## WORK TO BE COMPLETED
Below are entries. Copy exactly the lines running from the line that holds "Target: thumb" to the line that holds "Target: red spoon", with both ends included.

## INFORMATION SUPPLIED

/---

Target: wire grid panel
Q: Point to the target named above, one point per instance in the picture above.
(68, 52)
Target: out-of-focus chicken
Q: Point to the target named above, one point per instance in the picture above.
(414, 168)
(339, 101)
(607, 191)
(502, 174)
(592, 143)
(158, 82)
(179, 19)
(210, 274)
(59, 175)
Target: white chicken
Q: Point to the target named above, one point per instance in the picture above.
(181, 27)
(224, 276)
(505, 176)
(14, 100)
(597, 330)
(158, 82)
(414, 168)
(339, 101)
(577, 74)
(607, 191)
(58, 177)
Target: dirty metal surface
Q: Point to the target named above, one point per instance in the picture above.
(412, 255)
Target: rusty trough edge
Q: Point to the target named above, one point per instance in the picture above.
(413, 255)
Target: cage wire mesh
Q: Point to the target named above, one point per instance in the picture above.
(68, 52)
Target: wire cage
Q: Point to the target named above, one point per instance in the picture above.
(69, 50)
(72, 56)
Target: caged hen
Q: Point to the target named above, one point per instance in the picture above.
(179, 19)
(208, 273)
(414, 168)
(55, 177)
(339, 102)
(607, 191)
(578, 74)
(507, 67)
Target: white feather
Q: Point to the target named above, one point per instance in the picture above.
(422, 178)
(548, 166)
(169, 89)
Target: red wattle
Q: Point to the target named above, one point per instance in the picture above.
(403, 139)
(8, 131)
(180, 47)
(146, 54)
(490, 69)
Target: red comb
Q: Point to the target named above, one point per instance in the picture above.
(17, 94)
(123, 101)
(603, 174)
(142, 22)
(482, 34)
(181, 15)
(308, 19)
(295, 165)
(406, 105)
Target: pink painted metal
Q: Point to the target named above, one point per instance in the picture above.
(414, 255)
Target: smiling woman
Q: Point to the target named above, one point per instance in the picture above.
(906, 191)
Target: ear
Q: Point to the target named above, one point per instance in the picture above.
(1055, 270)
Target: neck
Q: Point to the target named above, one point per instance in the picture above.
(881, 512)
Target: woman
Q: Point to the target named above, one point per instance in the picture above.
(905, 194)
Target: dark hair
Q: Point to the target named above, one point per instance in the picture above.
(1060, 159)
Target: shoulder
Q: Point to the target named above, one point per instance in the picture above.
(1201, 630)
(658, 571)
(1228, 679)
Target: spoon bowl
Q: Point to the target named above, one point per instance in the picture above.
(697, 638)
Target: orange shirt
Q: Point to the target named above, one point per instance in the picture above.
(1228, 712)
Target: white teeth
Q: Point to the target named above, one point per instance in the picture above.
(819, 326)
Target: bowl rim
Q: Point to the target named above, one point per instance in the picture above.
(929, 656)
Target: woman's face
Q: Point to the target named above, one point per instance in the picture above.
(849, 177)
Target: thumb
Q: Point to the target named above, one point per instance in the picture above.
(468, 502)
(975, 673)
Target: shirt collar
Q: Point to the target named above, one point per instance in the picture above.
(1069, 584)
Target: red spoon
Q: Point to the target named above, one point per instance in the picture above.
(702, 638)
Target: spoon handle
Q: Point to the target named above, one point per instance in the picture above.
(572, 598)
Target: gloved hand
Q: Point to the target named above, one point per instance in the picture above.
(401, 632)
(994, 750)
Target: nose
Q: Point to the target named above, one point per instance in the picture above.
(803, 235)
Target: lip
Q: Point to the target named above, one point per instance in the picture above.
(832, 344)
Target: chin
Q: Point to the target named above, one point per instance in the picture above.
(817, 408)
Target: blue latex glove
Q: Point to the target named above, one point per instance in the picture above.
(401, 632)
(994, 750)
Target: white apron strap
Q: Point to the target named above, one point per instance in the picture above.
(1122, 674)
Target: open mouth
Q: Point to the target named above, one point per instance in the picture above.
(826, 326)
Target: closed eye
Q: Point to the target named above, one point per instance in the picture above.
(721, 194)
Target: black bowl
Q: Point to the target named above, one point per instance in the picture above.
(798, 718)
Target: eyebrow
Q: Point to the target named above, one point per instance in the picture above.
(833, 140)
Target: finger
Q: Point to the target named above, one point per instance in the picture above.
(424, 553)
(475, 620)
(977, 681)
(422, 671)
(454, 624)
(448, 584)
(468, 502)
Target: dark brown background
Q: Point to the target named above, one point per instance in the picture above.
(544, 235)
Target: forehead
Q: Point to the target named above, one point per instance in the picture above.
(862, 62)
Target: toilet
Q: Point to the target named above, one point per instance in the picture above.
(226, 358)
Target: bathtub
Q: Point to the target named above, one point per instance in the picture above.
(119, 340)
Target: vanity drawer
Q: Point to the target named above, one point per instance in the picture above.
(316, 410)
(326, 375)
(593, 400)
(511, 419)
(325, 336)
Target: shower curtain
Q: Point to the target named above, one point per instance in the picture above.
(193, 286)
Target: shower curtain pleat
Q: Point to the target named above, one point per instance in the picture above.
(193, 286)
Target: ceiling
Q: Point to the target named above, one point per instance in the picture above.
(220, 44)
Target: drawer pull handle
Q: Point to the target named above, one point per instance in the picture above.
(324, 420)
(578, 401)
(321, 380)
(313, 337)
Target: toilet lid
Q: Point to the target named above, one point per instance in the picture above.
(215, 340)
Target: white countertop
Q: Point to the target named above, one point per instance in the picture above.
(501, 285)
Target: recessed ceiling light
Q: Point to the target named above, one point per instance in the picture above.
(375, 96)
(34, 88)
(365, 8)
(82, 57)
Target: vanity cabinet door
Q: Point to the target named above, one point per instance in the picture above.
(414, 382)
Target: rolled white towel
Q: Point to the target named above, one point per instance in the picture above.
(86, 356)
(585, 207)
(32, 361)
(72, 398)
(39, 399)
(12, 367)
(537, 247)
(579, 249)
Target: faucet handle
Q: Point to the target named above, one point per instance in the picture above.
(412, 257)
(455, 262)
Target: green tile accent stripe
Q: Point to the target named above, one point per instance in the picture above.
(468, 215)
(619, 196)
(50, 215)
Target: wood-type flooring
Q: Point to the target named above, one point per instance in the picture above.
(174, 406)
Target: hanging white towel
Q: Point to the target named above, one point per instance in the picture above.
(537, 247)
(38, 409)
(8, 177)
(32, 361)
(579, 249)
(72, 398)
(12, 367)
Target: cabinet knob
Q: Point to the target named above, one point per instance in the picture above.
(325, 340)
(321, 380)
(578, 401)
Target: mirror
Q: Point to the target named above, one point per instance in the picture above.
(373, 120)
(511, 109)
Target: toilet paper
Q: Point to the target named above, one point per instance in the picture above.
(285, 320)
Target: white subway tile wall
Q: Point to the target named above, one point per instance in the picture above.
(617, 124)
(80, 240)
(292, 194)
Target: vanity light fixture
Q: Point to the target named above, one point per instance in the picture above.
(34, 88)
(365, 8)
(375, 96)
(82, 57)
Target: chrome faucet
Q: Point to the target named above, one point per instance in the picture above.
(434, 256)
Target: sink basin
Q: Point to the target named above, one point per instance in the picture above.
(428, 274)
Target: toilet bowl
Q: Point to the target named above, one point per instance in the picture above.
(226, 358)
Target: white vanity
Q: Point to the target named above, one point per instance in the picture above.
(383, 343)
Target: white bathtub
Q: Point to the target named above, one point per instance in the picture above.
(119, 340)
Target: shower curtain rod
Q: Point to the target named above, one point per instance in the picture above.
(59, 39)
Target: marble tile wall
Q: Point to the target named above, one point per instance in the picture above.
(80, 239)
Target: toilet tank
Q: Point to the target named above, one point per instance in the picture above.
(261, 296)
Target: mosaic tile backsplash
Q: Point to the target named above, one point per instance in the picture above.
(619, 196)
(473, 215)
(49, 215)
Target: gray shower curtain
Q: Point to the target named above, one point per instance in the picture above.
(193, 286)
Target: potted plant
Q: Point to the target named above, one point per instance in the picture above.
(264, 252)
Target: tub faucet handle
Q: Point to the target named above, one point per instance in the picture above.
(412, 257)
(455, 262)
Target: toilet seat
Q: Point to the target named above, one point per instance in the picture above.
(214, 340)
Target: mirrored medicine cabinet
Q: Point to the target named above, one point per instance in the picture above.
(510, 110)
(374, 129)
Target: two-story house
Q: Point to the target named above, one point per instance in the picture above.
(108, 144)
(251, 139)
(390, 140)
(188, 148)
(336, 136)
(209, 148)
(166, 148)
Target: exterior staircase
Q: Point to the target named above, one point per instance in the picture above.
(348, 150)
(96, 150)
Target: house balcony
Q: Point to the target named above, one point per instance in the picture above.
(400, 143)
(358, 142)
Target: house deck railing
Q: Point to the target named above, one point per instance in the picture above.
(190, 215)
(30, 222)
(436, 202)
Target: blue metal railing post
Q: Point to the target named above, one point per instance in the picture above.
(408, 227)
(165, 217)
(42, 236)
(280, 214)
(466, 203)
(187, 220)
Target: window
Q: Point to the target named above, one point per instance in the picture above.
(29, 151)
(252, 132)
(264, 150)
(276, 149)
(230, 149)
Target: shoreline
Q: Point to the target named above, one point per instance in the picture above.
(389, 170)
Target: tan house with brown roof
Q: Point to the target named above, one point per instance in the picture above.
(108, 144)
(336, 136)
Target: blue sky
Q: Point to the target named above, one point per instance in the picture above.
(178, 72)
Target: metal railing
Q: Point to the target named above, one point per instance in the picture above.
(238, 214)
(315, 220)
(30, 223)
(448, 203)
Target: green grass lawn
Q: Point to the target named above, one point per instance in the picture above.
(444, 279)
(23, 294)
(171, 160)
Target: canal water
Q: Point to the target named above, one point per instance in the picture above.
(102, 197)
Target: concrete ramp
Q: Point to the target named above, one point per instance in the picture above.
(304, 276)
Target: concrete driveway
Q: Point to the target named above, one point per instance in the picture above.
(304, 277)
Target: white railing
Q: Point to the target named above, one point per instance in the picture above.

\---

## RESULT
Target: thumb
Q: Point to the target named above, one point per instance in the picture above.
(468, 502)
(975, 673)
Target: shirt collar
Q: Point to the target named above, one point per instance in the picture above.
(1069, 584)
Target: red spoon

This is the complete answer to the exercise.